BEGIN Dataset rows

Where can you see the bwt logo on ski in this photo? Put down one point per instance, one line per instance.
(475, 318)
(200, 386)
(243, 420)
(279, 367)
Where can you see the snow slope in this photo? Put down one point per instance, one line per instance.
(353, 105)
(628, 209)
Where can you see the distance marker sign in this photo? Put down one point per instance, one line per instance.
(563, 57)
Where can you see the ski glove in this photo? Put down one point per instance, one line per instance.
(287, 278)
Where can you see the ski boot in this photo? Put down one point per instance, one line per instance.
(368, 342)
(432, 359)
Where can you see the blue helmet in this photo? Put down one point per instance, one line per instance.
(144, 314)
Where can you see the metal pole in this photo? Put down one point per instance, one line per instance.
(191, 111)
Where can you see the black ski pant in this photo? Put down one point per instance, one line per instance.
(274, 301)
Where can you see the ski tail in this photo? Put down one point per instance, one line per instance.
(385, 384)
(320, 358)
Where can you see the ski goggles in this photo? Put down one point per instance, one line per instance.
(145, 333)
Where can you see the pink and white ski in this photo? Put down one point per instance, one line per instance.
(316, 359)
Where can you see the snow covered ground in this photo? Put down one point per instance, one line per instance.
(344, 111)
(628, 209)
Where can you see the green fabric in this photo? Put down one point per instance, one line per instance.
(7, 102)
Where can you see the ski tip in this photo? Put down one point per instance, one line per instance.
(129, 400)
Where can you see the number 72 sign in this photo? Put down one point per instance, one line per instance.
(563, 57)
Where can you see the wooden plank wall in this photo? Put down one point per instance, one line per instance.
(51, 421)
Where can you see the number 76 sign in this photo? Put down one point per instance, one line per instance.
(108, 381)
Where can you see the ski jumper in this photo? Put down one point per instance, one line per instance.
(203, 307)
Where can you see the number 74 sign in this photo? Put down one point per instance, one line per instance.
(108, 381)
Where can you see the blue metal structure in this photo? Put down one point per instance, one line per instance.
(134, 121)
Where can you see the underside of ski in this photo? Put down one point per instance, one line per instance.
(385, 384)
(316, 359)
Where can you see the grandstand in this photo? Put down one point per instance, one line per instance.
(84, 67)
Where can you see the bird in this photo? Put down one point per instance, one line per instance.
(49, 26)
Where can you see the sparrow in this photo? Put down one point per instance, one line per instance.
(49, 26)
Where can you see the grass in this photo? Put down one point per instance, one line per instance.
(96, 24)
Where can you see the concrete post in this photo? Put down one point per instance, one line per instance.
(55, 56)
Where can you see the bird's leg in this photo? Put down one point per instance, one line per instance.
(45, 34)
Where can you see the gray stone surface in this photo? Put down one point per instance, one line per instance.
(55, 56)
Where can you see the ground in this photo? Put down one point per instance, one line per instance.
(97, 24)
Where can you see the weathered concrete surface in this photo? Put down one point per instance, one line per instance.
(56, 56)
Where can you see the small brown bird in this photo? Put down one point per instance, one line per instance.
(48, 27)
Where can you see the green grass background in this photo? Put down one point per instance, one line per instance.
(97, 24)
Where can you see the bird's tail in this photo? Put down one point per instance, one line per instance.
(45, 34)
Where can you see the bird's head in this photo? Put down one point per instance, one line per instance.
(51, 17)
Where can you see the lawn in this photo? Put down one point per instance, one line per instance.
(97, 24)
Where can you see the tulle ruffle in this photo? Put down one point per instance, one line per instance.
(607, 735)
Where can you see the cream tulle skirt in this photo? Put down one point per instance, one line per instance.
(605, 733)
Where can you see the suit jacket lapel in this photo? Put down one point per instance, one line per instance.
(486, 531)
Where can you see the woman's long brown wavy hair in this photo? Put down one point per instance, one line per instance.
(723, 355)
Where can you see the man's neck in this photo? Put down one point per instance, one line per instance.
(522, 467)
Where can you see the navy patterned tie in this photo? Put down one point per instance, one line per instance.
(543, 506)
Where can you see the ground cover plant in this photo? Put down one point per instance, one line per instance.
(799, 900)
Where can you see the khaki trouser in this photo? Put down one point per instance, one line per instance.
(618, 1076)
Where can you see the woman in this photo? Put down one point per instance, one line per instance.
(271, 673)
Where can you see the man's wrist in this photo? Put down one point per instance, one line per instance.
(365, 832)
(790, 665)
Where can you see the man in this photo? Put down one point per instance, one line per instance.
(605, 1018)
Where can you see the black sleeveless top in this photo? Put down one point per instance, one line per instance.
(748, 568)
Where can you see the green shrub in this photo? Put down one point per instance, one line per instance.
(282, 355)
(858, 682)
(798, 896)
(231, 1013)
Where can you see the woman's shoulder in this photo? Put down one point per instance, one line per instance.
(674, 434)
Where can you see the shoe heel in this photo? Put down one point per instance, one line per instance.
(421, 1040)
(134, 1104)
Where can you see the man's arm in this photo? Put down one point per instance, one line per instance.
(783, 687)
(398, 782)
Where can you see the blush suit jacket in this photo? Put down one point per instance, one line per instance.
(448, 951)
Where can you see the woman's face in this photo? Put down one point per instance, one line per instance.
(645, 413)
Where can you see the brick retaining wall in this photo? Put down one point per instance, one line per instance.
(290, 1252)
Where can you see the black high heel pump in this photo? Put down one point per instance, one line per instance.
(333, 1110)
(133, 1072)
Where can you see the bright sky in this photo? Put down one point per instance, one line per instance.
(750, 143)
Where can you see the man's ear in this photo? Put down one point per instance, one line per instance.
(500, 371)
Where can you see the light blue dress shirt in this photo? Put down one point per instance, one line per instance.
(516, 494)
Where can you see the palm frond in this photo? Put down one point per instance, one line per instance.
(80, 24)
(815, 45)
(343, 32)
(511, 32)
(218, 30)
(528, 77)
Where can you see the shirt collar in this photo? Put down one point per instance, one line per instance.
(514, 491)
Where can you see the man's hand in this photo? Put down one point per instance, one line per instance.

END Dataset rows

### [Written task]
From the records above, extract every entry verbatim.

### [Answer to the exercise]
Where can you see the bwt logo on ski in this photo? Put down one point per instance, one line per instance.
(475, 318)
(200, 386)
(243, 420)
(279, 367)
Where can you see the snow slope in this photo? Put down one point per instance, one line per instance.
(353, 105)
(628, 209)
Where can you see the distance marker sign in this photo? Put down one point per instance, one line per instance.
(563, 57)
Where can you see the ski glove in this photo? Put down one point per instance, one line per instance.
(287, 278)
Where can you see the ski boot in this photo? Put down one point per instance, one line per instance.
(368, 342)
(432, 359)
Where can you see the blue helmet in this photo? Put down one point per instance, one line per instance.
(144, 314)
Where can you see the metal pole in this photo? Put down one point per instance, one line per instance.
(191, 111)
Where can you see the black ski pant in this photo? Put down one point per instance, one line per instance.
(274, 301)
Where can you see the ski tail in this photo? Put down one point per instance, one line per instance.
(385, 384)
(320, 358)
Where can you see the ski goggles in this photo? Put down one point per instance, one line per instance.
(145, 333)
Where can you see the pink and white ski in this photo? Put down one point per instance, one line per instance.
(316, 359)
Where can you see the snow covered ground in this photo? Put down one point per instance, one line per instance.
(344, 111)
(628, 209)
Where can you see the green fabric in this photo? Put down one point per instance, one line per instance.
(7, 102)
Where can you see the ski tip in this photo? Put down one point per instance, one line per instance.
(129, 400)
Where can you see the number 72 sign in this photo? Put down one point per instance, one line per instance.
(563, 57)
Where can you see the wooden plank wall in this photo? Put down one point per instance, one line per instance.
(51, 421)
Where can you see the number 76 sign in this photo? Put down one point per instance, one line per instance.
(108, 381)
Where can you see the ski jumper in this photo? Put down one point per instance, one line per instance.
(203, 307)
Where can you see the number 74 sign in this photo? Put down one point per instance, one line per instance.
(108, 381)
Where can you see the blue metal structure in this photo? Put down one point per instance, one line per instance.
(134, 121)
Where can you see the underside of ski in this photo? Put down one point per instance, one line per instance.
(385, 384)
(316, 359)
Where can you see the grandstand in this photo? Put down one point per instance, one line per instance.
(84, 67)
Where can you see the bird in this photo? Put down one point per instance, one line per instance.
(49, 26)
Where can you see the sparrow in this photo? Put down one point per instance, one line per instance.
(49, 26)
Where can you see the grass in this photo? Put down one point per instance, one line per instance.
(96, 24)
Where can you see the concrete post in this photo? Put down one point per instance, one line per instance.
(55, 56)
Where can you see the bird's leg in this photo? Put down one point per instance, one line per instance.
(45, 34)
Where can you see the gray stone surface in this photo? Put down one point per instance, one line per instance.
(55, 56)
Where can you see the ground in this photo? Put down one point per instance, one line per instance.
(97, 24)
Where can you see the weathered concrete surface in this photo? Put down one point per instance, one line per instance.
(56, 56)
Where can you see the small brown bird in this photo? Put down one point per instance, one line per instance.
(48, 27)
Where can you see the green grass background in this photo? Put down one point per instance, one line per instance.
(97, 24)
Where can you see the bird's tail in this photo? Put down one point per instance, one line per instance.
(45, 34)
Where can you see the bird's head in this photo? Put down one point per instance, one line per instance.
(51, 17)
Where can you see the lawn in this photo? Put down one point per instance, one line per instance.
(97, 24)
Where can you see the tulle ruffle in this photo? Put down one point per instance, one line per instance.
(607, 735)
Where can you see the cream tulle skirt in this photo? Put down one point per instance, one line per instance.
(605, 733)
Where can you see the suit jacket lapel in this photo? Put down one point per instance, one line per instance.
(486, 531)
Where can you see the woman's long brown wavy hair in this photo? Put down one point per instance, one line per instance.
(723, 355)
Where can you see the man's neck in this photo? Put down one point per instance, one line per instance.
(522, 467)
Where can you see the navy patterned tie in this photo? Put down one point per instance, one line per instance.
(543, 506)
Where can you see the ground cover plant in this photo? Put down one point per instance, one line per instance.
(799, 900)
Where can you see the khaki trouser in this photo? Put down one point per instance, one line per instance.
(618, 1076)
Where can you see the woman in this photo? Put down one point per instance, one line per instance.
(271, 673)
Where can you see the man's wrist in this photo? Put down one point per instance, one line per instance.
(365, 832)
(790, 665)
Where can you see the man in this photo? Put down one point per instance, one line per instance.
(605, 1018)
Where can you see the black sleeveless top in this photo? Put down one point per instance, one line per instance.
(748, 568)
Where can you see the green shrub in this photo? Put down one point per instance, one line per instance.
(282, 355)
(858, 682)
(798, 896)
(231, 1013)
Where can you see the woman's shoulder in this photo? Put down one point per instance, one line per instance.
(674, 434)
Where can you see the shoe heel in this photo? Put down one point per instance, one line per instance.
(421, 1040)
(134, 1104)
Where can you see the man's arm in this photo? Put down one point per instance, one line per instance.
(783, 687)
(398, 782)
Where can you see the blush suit jacket in this photo? Put down one point per instance, one line per instance.
(448, 951)
Where can you see the woman's face in this photo? Put down one point per instance, one line per instance.
(645, 413)
Where can you see the brick retaining wall in this photo? Put down one point per instance, one line per instance.
(290, 1252)
Where can you see the black high heel pump in this photo? Put down one point per instance, one line per instance.
(333, 1110)
(133, 1072)
Where can you see the bright sky in this photo? Put down one point per instance, one line per instance.
(750, 143)
Where can you see the man's ear in this photo? Put down one point per instance, one line per instance.
(500, 371)
Where can you see the light blue dress shirt in this photo? Put down one point per instance, one line per instance.
(516, 494)
Where can you see the palm frond in this photo? Put down one point per instance, one line per instance.
(80, 24)
(815, 45)
(343, 32)
(511, 32)
(218, 30)
(528, 77)
Where can you see the shirt collar in this photo? Put down one point per instance, one line per instance.
(514, 491)
Where can you see the man's hand in this photo? Put down one point per instance, one line per instance.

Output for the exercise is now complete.